Rewrite the lines below as a numbered list, omitting blank lines and leaving out the pictures.

====== RECORDS SUPPLIED ======

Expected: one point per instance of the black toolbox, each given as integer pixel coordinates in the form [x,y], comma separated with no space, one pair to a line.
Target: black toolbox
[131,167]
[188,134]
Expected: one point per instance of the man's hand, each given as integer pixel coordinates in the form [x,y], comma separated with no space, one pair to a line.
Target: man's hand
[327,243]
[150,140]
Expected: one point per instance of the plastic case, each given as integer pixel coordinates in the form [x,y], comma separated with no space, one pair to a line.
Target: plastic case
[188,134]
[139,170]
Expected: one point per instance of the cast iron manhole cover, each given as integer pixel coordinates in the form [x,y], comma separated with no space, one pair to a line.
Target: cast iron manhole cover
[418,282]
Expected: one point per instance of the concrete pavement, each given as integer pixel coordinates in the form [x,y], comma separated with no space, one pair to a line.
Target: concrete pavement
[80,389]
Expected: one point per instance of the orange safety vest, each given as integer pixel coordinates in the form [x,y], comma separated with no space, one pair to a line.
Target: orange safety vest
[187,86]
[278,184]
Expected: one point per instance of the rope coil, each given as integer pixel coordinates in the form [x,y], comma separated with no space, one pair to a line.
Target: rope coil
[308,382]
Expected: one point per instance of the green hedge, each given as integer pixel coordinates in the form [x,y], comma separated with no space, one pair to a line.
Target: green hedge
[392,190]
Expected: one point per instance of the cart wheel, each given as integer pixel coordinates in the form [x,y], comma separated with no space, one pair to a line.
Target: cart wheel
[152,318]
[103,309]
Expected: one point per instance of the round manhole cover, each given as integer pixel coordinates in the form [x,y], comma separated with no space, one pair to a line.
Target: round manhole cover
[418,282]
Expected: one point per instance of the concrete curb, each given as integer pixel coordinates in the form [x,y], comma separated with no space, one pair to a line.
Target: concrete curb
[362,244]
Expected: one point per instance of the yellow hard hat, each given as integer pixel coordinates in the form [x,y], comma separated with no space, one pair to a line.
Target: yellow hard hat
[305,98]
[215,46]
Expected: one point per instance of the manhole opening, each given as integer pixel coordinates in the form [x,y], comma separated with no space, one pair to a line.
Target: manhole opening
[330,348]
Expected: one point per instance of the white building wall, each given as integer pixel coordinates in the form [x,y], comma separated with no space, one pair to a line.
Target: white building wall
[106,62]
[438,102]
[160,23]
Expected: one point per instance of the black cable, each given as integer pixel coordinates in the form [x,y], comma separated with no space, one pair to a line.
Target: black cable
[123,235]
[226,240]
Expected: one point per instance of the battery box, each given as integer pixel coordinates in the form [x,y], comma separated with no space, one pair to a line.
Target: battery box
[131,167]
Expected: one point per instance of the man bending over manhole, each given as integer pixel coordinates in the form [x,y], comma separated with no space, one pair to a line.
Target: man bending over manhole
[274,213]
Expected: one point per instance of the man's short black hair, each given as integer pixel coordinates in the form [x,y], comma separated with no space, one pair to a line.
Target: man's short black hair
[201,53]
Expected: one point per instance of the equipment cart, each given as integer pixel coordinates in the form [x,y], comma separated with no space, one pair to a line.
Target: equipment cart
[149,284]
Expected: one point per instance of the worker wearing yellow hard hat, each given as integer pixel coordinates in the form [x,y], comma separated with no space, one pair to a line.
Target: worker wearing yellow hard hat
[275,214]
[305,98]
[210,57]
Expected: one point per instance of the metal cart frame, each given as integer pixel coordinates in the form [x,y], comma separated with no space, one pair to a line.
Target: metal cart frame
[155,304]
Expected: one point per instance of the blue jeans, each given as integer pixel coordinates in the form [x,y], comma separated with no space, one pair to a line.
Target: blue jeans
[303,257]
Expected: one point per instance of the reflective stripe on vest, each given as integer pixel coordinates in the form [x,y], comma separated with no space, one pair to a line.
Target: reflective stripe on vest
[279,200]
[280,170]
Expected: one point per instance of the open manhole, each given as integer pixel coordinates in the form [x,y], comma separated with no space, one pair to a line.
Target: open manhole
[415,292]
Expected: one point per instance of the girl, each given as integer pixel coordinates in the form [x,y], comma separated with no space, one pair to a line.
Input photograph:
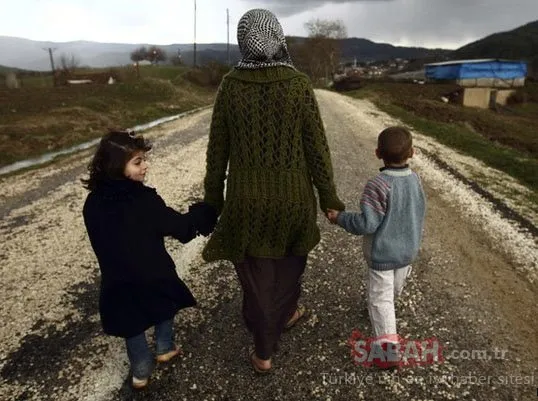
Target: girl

======

SOLUTION TO THIS EXERCISE:
1. Expected: one point per instance of the black toolbox, each given as integer pixel coordinates in the form [x,y], comma separated with no space, one pair to a line.
2. Target: black toolbox
3. [131,167]
4. [188,134]
5. Expected: one point per instance of the man's hand, each given as integer pixel coordinates in the form [x,y], comma separated with no space, one pair to a line.
6. Target: man's hand
7. [327,243]
8. [150,140]
9. Expected: one point per instance of the plastic case, each given as integer pixel coordinates in the form [x,y], comma separated with no space, one pair to a line.
10. Target: plastic case
11. [188,134]
12. [139,170]
13. Expected: one point per instance of the cast iron manhole cover, each given as integer pixel coordinates in the form [x,y], comma separated with no space, one pair to a line.
14. Target: cast iron manhole cover
15. [418,282]
16. Expected: one point per instance of the concrete pavement, each given as integer pixel coordinates in the form [x,y], comma separated with no space, one pair to a line.
17. Target: concrete pavement
18. [80,389]
19. Expected: one point per instance of the orange safety vest, each given as integer pixel coordinates in the form [x,y], comma separated with no space, one pair to a line.
20. Target: orange safety vest
21. [187,86]
22. [278,184]
23. Expected: one point per instance of the rope coil, each given as integer pixel coordinates in the form [x,y], comma separated with no space, one pair to a line.
24. Target: rope coil
25. [308,382]
26. Expected: one point per instance of the green hedge, each given as integer pixel coordinates in the form [x,y], comma separated with no space, one pair to a line.
27. Target: green hedge
28. [392,190]
29. Expected: one point per instance of the cart wheel, each given as integer pixel coordinates in the form [x,y], comma separated with no space, one pair to a line.
30. Target: cart wheel
31. [152,318]
32. [103,309]
33. Expected: one point per instance of the round manhole cover, each given as integer pixel coordinates in the form [x,y], comma separated with no space, one pair to a line.
34. Target: round manhole cover
35. [418,282]
36. Expected: one point per instance of the concrete curb, each given as integer pixel coordinates in the form [x,y], comma separated with no space, one pair to a line.
37. Target: concrete curb
38. [362,244]
39. Expected: one point per instance of the yellow hard hat, each given as integer pixel coordinates in the form [x,y], comma separated with no space, one pair to a line.
40. Target: yellow hard hat
41. [305,98]
42. [215,46]
43. Expected: one point per instance of the manhole opening, each given as integer pixel coordinates in the form [x,y], comma separated with no space, one pair to a line.
44. Target: manhole opening
45. [330,348]
46. Expected: one point per instance of the white building wall, each given as integer pixel coordinates in the form [x,y], comma separated with no space, one pair to a line.
47. Target: white building wall
48. [106,62]
49. [438,102]
50. [160,23]
51. Expected: one point per instance of the black cable, each given as integer pixel coordinates in the form [x,y], comma separated with no space, one pair to a line.
52. Target: black cable
53. [123,235]
54. [226,240]
55. Expected: one point per instance of the battery box, each given as integer pixel coordinates in the form [x,y], comma separated with no space, one pair to a line.
56. Target: battery box
57. [131,167]
58. Expected: one point per instance of the man bending over manhole, each given as integer pixel coordinates in the form [x,y], comma separated with no space, one pair to a line.
59. Target: man bending over manhole
60. [274,213]
61. Expected: one point per instance of the man's short black hair, each given as integer pixel coordinates in the form [x,y], comma separated with no space, one pair to a line.
62. Target: man's short black hair
63. [201,53]
64. Expected: one point per instance of the equipment cart, each given as integer pixel coordinates in the form [x,y], comma separated with no space, one pair to a line.
65. Target: equipment cart
66. [149,284]
67. Expected: one point per instance of the worker wearing yellow hard hat, each given as integer pixel coordinates in the form [x,y], comma separated with no space, one pair to a line.
68. Target: worker wearing yellow hard hat
69. [275,214]
70. [305,98]
71. [210,57]
72. Expected: one point per instance of the metal cart frame, each given as integer pixel coordinates in the form [x,y], comma separated with no space, one pair to a line.
73. Target: metal cart frame
74. [155,304]
75. Expected: one point per instance of the blue jeans, each given as integer pixel coordinates in the form [x,y], comma separated with no space, one pair to a line.
76. Target: blue jeans
77. [303,257]
78. Expected: one point per instance of the reflective stripe on vest, each given as integer pixel coordinates in the form [x,y], comma separated with no space, one pair to a line.
79. Target: reflective stripe on vest
80. [279,200]
81. [280,170]
82. Expected: one point per instance of the open manhole, each given as integer pixel coordinates in the form [x,y], comma separated with no space, one pair to a line.
83. Target: open manhole
84. [415,292]
85. Expected: one point per instance of the girl, each given as integer pixel coordinates in the form [x,y], comma separated with no space, one pair to a line.
86. Input photograph:
87. Target: girl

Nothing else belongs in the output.